* O pedido *
Filtre o material abaixo e copie cada linha em que aparece a palavra "clear", levando em conta maiúsculas e minúsculas.

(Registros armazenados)
--------------------------------------------------

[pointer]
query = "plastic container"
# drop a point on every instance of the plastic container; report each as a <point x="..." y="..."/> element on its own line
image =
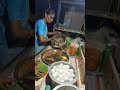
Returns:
<point x="73" y="49"/>
<point x="66" y="87"/>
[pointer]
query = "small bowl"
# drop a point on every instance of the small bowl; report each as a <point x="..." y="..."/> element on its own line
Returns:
<point x="54" y="81"/>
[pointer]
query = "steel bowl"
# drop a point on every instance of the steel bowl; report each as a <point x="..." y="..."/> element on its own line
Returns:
<point x="59" y="42"/>
<point x="50" y="52"/>
<point x="54" y="82"/>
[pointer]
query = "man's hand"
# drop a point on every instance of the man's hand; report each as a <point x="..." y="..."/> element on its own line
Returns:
<point x="4" y="82"/>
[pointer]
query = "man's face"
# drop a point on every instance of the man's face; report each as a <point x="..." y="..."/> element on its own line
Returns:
<point x="50" y="18"/>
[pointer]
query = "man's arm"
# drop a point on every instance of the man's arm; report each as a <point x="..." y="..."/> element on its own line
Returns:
<point x="43" y="39"/>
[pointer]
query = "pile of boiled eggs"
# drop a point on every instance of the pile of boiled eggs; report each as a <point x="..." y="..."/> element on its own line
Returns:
<point x="63" y="73"/>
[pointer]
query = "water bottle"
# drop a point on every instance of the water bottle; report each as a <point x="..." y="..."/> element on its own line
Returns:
<point x="105" y="57"/>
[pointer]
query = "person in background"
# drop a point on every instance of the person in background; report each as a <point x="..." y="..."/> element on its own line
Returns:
<point x="41" y="30"/>
<point x="14" y="15"/>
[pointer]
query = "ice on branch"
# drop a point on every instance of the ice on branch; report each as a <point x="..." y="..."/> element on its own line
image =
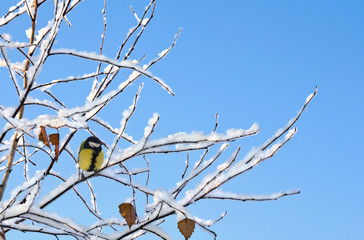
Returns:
<point x="219" y="194"/>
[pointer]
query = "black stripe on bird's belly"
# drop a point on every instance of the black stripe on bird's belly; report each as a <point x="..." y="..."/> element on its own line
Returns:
<point x="95" y="153"/>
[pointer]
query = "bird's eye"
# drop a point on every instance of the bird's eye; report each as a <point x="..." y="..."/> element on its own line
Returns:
<point x="94" y="145"/>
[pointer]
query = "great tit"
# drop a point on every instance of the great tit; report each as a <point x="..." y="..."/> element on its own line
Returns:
<point x="90" y="154"/>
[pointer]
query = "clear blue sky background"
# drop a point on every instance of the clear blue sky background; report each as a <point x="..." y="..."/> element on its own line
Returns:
<point x="253" y="61"/>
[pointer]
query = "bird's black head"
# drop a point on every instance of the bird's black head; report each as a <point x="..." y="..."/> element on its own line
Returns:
<point x="93" y="143"/>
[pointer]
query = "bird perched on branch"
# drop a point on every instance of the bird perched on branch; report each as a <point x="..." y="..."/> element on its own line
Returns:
<point x="90" y="154"/>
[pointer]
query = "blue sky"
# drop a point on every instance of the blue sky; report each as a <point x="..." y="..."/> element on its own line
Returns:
<point x="251" y="61"/>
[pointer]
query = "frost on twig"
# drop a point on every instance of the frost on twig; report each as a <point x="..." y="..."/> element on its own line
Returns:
<point x="28" y="207"/>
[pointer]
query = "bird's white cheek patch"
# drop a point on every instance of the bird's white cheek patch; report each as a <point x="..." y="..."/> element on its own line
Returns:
<point x="94" y="145"/>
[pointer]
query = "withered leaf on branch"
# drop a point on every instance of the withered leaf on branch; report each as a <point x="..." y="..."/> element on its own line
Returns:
<point x="43" y="136"/>
<point x="54" y="139"/>
<point x="128" y="212"/>
<point x="186" y="227"/>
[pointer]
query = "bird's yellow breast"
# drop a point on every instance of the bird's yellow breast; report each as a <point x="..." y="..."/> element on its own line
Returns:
<point x="85" y="160"/>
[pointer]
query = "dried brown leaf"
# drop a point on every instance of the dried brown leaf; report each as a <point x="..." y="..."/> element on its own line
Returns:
<point x="186" y="227"/>
<point x="43" y="136"/>
<point x="128" y="212"/>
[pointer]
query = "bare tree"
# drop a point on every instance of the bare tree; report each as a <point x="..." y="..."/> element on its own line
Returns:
<point x="25" y="141"/>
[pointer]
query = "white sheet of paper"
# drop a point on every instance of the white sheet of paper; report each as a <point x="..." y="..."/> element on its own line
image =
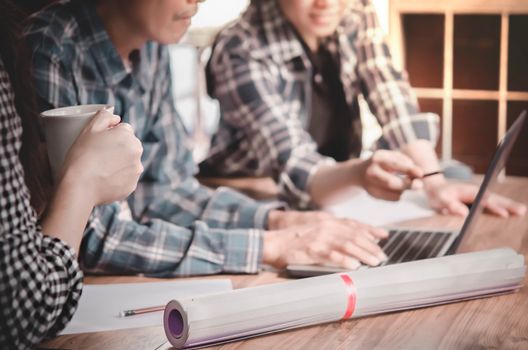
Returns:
<point x="367" y="209"/>
<point x="100" y="305"/>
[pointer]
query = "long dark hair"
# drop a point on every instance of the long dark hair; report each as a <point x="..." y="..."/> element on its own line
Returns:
<point x="16" y="57"/>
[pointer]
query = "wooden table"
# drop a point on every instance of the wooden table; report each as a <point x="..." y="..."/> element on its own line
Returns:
<point x="499" y="322"/>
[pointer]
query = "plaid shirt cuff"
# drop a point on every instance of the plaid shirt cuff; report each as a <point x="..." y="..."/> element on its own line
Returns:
<point x="255" y="215"/>
<point x="294" y="183"/>
<point x="70" y="278"/>
<point x="243" y="251"/>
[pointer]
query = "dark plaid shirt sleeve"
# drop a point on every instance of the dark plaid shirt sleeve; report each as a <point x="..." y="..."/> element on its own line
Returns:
<point x="253" y="103"/>
<point x="386" y="88"/>
<point x="40" y="279"/>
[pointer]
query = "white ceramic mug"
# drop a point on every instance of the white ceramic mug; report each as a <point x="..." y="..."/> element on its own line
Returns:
<point x="62" y="126"/>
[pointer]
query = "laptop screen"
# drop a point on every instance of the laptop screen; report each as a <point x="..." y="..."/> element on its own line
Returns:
<point x="490" y="179"/>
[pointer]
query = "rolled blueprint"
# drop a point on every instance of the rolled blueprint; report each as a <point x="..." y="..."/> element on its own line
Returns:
<point x="248" y="312"/>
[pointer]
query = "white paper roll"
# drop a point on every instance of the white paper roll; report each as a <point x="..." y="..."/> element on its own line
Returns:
<point x="248" y="312"/>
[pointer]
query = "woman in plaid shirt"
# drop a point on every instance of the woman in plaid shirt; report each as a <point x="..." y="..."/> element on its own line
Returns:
<point x="288" y="74"/>
<point x="41" y="230"/>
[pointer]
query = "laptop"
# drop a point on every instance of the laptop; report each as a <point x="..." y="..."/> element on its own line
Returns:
<point x="409" y="244"/>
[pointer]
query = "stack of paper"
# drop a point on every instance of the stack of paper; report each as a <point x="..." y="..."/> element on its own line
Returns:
<point x="100" y="305"/>
<point x="259" y="310"/>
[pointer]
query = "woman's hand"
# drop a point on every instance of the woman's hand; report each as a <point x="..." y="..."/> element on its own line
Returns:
<point x="103" y="165"/>
<point x="387" y="174"/>
<point x="105" y="160"/>
<point x="451" y="198"/>
<point x="324" y="241"/>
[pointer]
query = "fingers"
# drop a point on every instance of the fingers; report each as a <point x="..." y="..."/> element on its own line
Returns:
<point x="125" y="126"/>
<point x="364" y="250"/>
<point x="375" y="233"/>
<point x="341" y="260"/>
<point x="457" y="208"/>
<point x="389" y="174"/>
<point x="397" y="162"/>
<point x="104" y="120"/>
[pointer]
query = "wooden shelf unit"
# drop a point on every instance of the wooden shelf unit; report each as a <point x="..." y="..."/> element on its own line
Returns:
<point x="433" y="40"/>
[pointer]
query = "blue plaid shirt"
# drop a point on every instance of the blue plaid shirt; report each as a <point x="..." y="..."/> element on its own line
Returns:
<point x="261" y="75"/>
<point x="171" y="225"/>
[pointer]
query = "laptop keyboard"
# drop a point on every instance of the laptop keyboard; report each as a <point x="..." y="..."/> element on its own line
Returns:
<point x="408" y="245"/>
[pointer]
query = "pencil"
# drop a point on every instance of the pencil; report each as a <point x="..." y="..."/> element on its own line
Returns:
<point x="144" y="310"/>
<point x="432" y="173"/>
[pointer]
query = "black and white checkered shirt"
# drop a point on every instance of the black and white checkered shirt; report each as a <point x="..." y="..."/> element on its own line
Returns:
<point x="262" y="77"/>
<point x="40" y="280"/>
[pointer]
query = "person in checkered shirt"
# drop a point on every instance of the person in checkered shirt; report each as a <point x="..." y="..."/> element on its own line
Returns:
<point x="41" y="229"/>
<point x="288" y="74"/>
<point x="115" y="52"/>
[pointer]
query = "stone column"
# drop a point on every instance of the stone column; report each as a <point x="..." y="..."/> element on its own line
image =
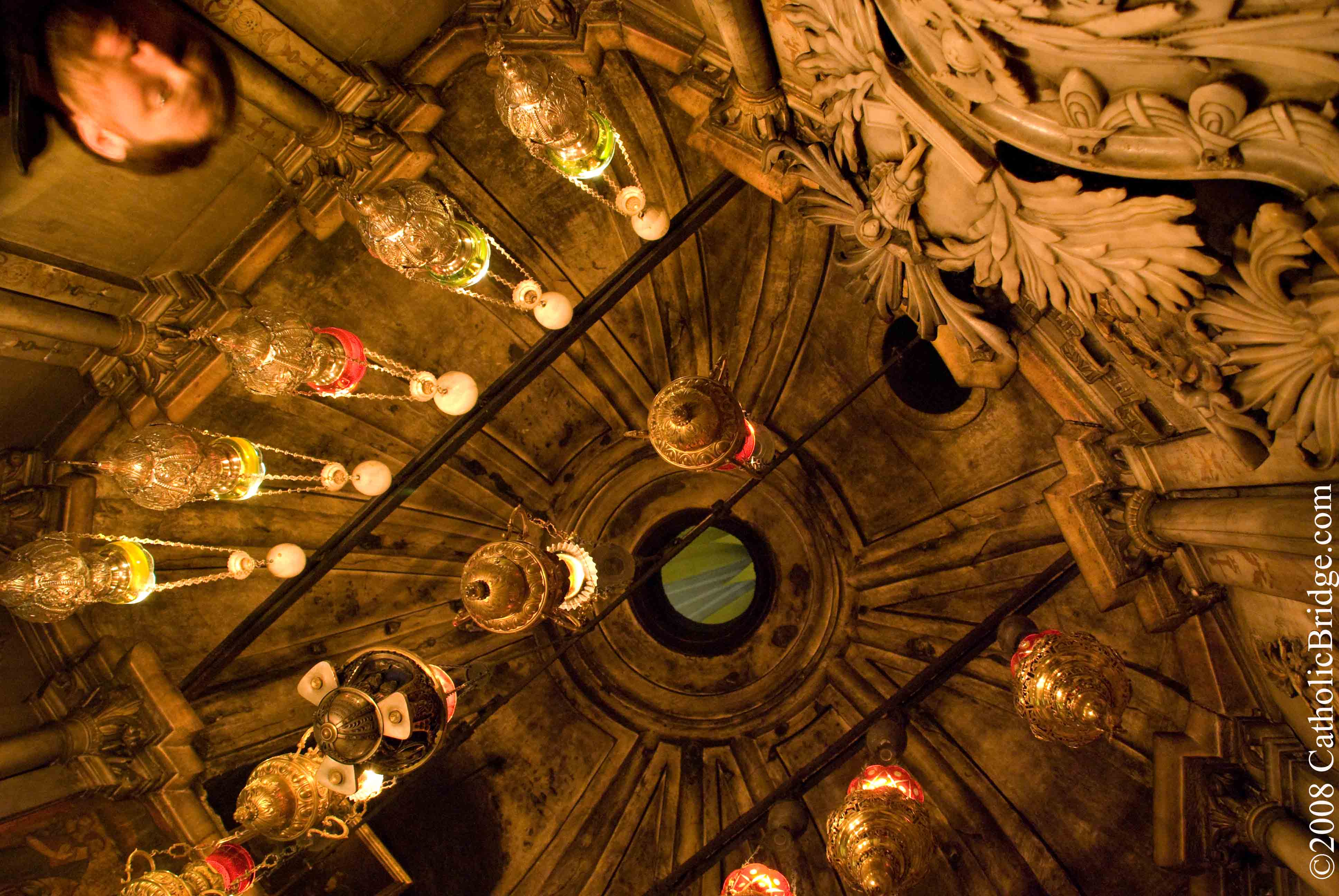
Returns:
<point x="744" y="31"/>
<point x="1265" y="523"/>
<point x="69" y="323"/>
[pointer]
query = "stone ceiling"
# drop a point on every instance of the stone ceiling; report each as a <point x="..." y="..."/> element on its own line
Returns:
<point x="892" y="535"/>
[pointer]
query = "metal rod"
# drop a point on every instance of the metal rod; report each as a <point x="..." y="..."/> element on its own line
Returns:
<point x="952" y="661"/>
<point x="492" y="401"/>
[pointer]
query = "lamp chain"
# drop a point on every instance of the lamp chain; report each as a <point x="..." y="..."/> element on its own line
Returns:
<point x="144" y="542"/>
<point x="271" y="448"/>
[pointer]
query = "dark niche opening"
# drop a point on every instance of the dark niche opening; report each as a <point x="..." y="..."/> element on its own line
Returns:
<point x="921" y="378"/>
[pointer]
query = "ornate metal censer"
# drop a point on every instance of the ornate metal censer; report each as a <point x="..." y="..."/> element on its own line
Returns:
<point x="1072" y="689"/>
<point x="880" y="839"/>
<point x="697" y="424"/>
<point x="513" y="585"/>
<point x="385" y="712"/>
<point x="284" y="800"/>
<point x="225" y="871"/>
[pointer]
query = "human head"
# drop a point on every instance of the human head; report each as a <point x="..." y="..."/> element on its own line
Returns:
<point x="142" y="85"/>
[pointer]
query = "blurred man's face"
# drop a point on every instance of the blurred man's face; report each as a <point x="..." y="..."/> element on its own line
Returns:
<point x="136" y="78"/>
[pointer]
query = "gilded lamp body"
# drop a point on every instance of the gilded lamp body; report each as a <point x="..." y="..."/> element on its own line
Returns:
<point x="511" y="586"/>
<point x="49" y="579"/>
<point x="544" y="104"/>
<point x="412" y="228"/>
<point x="164" y="467"/>
<point x="384" y="712"/>
<point x="227" y="870"/>
<point x="880" y="839"/>
<point x="284" y="800"/>
<point x="276" y="353"/>
<point x="697" y="424"/>
<point x="1072" y="689"/>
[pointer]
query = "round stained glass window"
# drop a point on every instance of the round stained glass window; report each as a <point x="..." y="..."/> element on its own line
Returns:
<point x="713" y="595"/>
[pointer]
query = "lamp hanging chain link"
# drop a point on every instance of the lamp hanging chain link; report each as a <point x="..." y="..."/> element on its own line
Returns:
<point x="557" y="535"/>
<point x="390" y="366"/>
<point x="168" y="586"/>
<point x="270" y="448"/>
<point x="144" y="542"/>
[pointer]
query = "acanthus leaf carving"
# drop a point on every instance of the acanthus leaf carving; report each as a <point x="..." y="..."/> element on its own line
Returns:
<point x="1282" y="339"/>
<point x="888" y="256"/>
<point x="1054" y="243"/>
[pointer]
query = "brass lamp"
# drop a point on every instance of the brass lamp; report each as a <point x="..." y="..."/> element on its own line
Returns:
<point x="511" y="586"/>
<point x="428" y="236"/>
<point x="227" y="870"/>
<point x="385" y="710"/>
<point x="547" y="106"/>
<point x="757" y="879"/>
<point x="165" y="467"/>
<point x="697" y="424"/>
<point x="278" y="353"/>
<point x="49" y="579"/>
<point x="1072" y="689"/>
<point x="880" y="839"/>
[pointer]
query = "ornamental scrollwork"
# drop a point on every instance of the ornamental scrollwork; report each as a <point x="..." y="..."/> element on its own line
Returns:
<point x="883" y="244"/>
<point x="1281" y="333"/>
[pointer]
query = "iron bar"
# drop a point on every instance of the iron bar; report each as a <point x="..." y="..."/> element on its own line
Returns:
<point x="492" y="401"/>
<point x="952" y="661"/>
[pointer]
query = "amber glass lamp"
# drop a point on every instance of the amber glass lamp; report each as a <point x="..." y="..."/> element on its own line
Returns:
<point x="880" y="839"/>
<point x="428" y="236"/>
<point x="548" y="108"/>
<point x="276" y="353"/>
<point x="1072" y="689"/>
<point x="167" y="465"/>
<point x="757" y="879"/>
<point x="52" y="578"/>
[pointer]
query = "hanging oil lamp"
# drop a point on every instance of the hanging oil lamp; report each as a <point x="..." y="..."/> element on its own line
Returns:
<point x="1072" y="689"/>
<point x="428" y="236"/>
<point x="757" y="879"/>
<point x="276" y="353"/>
<point x="167" y="465"/>
<point x="384" y="712"/>
<point x="511" y="586"/>
<point x="880" y="839"/>
<point x="227" y="870"/>
<point x="550" y="109"/>
<point x="697" y="424"/>
<point x="49" y="579"/>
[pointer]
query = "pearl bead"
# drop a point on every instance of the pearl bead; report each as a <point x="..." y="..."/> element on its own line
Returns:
<point x="554" y="311"/>
<point x="371" y="477"/>
<point x="653" y="224"/>
<point x="286" y="560"/>
<point x="456" y="393"/>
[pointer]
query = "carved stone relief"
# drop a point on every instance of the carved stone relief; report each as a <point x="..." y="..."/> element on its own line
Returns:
<point x="1129" y="89"/>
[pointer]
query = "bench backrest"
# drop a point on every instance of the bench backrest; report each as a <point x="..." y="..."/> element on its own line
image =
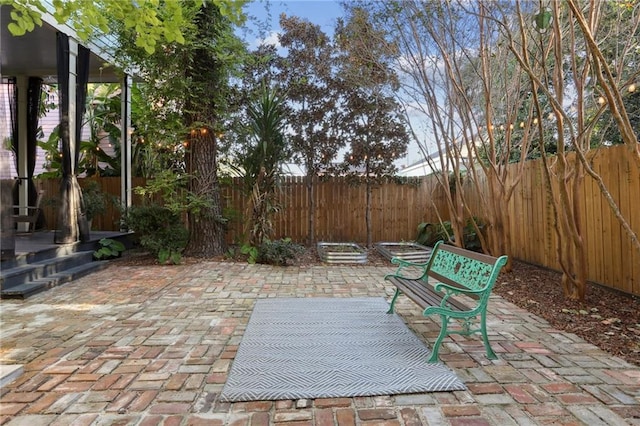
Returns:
<point x="464" y="268"/>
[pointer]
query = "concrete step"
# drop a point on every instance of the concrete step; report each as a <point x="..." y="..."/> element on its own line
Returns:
<point x="26" y="289"/>
<point x="42" y="269"/>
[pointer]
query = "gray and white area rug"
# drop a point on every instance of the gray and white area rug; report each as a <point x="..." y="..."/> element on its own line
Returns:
<point x="310" y="348"/>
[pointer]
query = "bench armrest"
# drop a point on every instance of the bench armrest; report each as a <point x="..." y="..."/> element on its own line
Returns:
<point x="403" y="264"/>
<point x="449" y="289"/>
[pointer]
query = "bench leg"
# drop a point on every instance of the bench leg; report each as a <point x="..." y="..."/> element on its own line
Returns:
<point x="393" y="301"/>
<point x="442" y="335"/>
<point x="485" y="338"/>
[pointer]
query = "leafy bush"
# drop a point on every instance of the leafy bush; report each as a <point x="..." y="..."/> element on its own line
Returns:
<point x="431" y="233"/>
<point x="108" y="249"/>
<point x="159" y="230"/>
<point x="278" y="252"/>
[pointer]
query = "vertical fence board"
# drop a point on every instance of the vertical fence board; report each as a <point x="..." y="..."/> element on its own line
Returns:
<point x="397" y="209"/>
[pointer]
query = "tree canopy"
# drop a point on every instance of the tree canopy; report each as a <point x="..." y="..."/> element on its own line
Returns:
<point x="152" y="21"/>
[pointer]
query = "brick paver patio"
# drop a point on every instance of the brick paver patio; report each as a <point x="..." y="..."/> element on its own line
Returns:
<point x="153" y="346"/>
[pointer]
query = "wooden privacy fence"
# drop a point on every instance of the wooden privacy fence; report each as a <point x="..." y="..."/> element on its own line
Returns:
<point x="397" y="209"/>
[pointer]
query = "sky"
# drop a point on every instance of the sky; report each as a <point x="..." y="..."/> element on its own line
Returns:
<point x="320" y="12"/>
<point x="264" y="14"/>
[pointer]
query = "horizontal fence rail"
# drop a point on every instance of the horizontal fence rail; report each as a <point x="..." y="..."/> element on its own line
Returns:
<point x="397" y="209"/>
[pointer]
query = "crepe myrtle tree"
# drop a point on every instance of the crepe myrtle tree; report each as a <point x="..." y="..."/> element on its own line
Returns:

--------------------------------------------------

* Resultado esperado *
query = "clear blue sky background"
# drop a point on every instance of the clear blue sky background; report each as a <point x="..." y="..."/> element on its own line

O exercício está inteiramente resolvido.